Print every line of the listing below, starting with the line that holds "column 410, row 100" and going on through the line that holds "column 74, row 276", both included, and print nothing else.
· · ·
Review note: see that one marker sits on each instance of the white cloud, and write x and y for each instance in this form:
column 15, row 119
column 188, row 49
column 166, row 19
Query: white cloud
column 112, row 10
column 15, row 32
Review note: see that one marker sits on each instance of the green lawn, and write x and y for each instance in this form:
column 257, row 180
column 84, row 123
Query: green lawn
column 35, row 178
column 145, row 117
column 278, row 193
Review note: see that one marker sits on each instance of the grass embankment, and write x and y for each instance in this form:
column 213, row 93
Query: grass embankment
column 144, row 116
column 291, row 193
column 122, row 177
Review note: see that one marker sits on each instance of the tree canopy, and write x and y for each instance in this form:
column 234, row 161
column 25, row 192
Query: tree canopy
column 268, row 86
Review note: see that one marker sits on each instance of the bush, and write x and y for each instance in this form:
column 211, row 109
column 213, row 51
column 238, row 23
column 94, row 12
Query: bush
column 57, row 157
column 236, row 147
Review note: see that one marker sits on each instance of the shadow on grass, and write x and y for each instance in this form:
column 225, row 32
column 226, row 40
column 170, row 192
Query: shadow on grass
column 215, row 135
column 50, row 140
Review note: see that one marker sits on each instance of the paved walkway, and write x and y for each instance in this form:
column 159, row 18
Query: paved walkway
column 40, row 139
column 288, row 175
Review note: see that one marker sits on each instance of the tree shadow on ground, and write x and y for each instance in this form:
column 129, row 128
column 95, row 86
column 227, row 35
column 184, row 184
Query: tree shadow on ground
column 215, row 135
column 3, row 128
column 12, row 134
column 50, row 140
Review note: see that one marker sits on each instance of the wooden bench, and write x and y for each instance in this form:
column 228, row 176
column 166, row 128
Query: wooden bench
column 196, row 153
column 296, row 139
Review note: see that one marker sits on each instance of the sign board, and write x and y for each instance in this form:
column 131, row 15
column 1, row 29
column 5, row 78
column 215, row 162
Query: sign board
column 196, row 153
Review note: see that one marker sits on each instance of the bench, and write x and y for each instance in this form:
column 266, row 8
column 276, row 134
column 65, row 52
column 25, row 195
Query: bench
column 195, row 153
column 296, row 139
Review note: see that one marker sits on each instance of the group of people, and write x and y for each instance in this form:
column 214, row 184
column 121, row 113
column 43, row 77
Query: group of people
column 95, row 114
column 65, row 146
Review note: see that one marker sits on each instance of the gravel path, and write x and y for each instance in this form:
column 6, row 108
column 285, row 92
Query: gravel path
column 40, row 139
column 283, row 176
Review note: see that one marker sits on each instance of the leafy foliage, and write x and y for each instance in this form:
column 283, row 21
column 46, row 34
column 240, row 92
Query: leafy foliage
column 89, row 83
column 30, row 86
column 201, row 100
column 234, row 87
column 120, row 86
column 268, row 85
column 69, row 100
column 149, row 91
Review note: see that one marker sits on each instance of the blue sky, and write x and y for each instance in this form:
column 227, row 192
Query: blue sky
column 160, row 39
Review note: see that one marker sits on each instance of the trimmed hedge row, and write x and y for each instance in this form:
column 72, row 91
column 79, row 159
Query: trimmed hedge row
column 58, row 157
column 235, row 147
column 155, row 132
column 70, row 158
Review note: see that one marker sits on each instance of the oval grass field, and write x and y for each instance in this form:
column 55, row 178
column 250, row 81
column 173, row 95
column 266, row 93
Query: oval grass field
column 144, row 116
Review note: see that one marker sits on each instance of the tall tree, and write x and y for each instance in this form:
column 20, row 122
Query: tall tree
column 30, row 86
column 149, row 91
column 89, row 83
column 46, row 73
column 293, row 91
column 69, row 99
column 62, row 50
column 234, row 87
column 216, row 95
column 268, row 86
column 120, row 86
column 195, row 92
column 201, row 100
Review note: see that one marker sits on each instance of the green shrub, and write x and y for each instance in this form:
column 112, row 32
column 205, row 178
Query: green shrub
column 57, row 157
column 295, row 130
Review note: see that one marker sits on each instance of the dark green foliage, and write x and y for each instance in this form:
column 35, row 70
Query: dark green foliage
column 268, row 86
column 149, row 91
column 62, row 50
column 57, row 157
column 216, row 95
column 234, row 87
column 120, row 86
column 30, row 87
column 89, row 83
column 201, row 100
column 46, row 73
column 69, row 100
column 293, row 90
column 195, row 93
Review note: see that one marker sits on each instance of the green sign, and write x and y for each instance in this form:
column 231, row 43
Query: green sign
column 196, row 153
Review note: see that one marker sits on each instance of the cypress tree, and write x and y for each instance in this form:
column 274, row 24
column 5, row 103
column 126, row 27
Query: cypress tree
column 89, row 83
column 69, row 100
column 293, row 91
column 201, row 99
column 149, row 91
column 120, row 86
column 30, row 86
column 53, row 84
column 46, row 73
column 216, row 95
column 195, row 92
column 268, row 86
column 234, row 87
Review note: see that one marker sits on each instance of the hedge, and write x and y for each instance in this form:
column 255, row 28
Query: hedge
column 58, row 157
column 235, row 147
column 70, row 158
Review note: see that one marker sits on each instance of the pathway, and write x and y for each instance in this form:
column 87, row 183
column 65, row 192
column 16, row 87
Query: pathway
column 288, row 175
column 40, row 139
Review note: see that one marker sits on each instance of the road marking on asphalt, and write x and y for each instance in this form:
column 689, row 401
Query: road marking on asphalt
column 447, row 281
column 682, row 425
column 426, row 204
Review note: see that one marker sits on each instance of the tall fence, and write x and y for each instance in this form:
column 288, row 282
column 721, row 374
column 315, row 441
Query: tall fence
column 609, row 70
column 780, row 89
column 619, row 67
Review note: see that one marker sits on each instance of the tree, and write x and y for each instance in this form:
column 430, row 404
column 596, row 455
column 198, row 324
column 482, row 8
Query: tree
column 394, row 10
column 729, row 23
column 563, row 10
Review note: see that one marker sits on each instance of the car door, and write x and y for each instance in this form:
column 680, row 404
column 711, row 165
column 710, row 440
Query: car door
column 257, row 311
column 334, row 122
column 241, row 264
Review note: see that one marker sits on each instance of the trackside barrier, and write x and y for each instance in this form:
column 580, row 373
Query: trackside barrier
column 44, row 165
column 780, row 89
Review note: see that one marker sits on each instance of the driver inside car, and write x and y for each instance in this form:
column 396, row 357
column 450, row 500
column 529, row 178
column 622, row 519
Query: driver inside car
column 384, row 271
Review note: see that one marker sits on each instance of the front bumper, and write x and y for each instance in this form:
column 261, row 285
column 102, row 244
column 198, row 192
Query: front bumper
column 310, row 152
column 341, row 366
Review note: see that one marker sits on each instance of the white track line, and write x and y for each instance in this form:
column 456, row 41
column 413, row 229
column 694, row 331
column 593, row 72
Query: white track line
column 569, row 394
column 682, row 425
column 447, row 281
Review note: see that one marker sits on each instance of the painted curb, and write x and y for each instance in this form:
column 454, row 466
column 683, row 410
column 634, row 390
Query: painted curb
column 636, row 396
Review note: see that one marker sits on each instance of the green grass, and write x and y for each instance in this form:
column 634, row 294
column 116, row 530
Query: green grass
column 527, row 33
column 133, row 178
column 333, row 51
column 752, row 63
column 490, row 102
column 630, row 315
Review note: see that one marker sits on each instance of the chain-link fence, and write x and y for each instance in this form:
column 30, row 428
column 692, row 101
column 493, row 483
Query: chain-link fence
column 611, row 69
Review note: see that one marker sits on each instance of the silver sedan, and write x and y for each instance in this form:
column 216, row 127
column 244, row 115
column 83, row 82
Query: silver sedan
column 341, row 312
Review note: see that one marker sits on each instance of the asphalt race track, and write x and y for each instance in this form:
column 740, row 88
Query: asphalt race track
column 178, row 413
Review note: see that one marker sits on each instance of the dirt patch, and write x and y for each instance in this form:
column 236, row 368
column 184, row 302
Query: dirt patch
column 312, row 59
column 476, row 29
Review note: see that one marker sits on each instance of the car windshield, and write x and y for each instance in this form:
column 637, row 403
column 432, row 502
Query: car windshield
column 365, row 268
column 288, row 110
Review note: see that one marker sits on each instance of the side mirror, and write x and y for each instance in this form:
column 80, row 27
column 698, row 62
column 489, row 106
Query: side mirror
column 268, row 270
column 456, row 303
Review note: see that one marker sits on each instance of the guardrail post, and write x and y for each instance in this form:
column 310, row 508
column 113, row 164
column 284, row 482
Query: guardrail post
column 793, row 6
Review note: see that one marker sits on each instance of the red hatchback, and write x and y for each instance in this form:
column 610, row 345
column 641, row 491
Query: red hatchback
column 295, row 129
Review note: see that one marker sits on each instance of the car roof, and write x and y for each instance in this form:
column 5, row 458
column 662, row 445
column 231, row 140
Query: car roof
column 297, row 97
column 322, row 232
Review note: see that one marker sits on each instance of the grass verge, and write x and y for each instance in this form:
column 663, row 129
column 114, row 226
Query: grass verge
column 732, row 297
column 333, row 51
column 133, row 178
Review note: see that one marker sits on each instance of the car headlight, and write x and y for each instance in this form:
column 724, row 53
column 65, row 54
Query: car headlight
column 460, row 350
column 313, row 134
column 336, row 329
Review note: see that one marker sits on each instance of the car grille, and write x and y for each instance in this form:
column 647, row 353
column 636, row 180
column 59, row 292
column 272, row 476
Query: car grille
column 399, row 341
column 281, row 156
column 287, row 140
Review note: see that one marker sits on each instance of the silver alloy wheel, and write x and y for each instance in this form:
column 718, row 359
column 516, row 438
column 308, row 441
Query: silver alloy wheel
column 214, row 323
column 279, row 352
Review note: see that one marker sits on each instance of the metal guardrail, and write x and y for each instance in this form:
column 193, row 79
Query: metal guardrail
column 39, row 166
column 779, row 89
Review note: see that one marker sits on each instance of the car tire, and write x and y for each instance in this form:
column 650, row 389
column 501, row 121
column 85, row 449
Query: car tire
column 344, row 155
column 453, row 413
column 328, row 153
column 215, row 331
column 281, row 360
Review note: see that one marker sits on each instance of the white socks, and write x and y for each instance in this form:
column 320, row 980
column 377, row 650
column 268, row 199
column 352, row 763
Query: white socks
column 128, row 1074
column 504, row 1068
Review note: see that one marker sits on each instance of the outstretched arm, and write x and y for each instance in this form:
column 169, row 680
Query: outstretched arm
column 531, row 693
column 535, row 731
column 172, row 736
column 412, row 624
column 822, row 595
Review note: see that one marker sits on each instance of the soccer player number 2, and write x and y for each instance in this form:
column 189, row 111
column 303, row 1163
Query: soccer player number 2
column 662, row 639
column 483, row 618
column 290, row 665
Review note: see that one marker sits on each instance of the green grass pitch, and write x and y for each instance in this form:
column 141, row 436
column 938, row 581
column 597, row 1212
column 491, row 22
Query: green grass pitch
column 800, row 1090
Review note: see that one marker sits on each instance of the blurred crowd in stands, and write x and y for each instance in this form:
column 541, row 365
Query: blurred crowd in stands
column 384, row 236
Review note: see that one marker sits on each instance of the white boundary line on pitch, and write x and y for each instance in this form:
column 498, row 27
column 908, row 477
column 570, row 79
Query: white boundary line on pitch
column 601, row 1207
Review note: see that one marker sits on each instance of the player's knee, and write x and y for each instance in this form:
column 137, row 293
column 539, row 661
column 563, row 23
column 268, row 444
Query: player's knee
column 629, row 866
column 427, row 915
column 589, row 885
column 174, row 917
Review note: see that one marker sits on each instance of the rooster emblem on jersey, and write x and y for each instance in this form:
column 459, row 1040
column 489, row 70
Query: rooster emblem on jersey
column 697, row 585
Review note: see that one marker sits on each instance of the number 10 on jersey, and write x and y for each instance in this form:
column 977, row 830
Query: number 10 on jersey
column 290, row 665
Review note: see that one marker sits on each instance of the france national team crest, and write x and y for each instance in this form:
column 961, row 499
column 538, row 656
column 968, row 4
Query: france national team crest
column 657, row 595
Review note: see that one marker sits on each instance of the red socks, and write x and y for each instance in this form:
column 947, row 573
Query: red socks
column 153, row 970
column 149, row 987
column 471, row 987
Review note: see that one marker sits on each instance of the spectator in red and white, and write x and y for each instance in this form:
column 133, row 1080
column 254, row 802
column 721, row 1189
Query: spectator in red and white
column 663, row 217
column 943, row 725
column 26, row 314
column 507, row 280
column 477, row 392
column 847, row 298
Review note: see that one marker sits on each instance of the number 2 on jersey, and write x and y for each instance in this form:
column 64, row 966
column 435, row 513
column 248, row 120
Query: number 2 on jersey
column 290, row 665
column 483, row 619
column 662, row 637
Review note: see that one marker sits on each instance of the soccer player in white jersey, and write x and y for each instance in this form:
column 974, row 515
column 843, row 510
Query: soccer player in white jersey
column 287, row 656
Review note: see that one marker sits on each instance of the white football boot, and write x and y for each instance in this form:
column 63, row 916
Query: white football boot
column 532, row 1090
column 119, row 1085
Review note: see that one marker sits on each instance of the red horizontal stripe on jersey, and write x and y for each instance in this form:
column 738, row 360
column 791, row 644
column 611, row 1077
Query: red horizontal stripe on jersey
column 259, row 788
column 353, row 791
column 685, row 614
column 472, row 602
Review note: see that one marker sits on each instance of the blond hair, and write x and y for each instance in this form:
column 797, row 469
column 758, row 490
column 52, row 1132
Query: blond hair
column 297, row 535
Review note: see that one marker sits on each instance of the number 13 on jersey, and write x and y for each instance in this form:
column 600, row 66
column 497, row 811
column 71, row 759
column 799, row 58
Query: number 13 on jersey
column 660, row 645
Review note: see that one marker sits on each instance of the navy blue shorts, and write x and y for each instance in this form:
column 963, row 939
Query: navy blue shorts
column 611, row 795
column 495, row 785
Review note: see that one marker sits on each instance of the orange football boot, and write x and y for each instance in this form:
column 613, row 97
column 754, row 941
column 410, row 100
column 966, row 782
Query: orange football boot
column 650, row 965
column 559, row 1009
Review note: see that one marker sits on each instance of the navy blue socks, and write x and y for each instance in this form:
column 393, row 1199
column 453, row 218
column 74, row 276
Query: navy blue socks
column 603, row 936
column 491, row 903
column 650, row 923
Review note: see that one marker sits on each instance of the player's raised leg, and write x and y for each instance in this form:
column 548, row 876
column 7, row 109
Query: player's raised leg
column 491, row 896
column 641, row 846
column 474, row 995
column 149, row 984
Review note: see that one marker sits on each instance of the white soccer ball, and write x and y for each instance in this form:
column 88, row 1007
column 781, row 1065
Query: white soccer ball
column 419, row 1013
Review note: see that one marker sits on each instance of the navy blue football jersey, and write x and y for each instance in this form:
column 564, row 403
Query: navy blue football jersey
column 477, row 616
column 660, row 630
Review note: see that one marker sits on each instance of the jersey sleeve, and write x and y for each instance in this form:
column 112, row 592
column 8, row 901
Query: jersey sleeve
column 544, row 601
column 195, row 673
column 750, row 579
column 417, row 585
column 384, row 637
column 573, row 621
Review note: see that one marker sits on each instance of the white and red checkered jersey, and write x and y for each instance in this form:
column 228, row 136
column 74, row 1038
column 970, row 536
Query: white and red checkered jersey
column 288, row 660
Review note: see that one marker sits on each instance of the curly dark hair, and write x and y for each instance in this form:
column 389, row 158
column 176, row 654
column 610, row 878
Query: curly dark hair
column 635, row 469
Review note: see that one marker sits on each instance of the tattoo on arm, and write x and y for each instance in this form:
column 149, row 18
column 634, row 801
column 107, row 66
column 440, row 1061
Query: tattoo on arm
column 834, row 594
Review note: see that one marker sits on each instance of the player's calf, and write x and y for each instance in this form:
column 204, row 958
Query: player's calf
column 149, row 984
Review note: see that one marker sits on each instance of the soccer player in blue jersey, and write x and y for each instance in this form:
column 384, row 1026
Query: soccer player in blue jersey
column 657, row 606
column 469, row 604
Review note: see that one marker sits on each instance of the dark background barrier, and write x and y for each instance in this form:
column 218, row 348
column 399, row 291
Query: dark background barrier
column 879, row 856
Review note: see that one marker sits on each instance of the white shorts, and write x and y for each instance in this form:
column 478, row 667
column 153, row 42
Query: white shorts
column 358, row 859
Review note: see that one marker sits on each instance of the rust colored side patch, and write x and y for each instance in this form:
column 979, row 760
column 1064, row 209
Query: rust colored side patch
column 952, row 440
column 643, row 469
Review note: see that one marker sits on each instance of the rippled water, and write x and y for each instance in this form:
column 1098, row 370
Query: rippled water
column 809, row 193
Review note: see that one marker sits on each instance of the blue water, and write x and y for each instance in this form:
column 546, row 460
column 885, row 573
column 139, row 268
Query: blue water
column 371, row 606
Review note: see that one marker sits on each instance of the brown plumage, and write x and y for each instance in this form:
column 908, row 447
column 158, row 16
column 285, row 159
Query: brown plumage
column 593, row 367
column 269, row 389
· · ·
§ **Solved problem**
column 410, row 100
column 966, row 782
Query: orange football boot
column 650, row 965
column 559, row 1009
Review note: see that one marker sits on each instance of the navy blue socks, and write x and y for each instance in this form:
column 393, row 1199
column 453, row 218
column 74, row 276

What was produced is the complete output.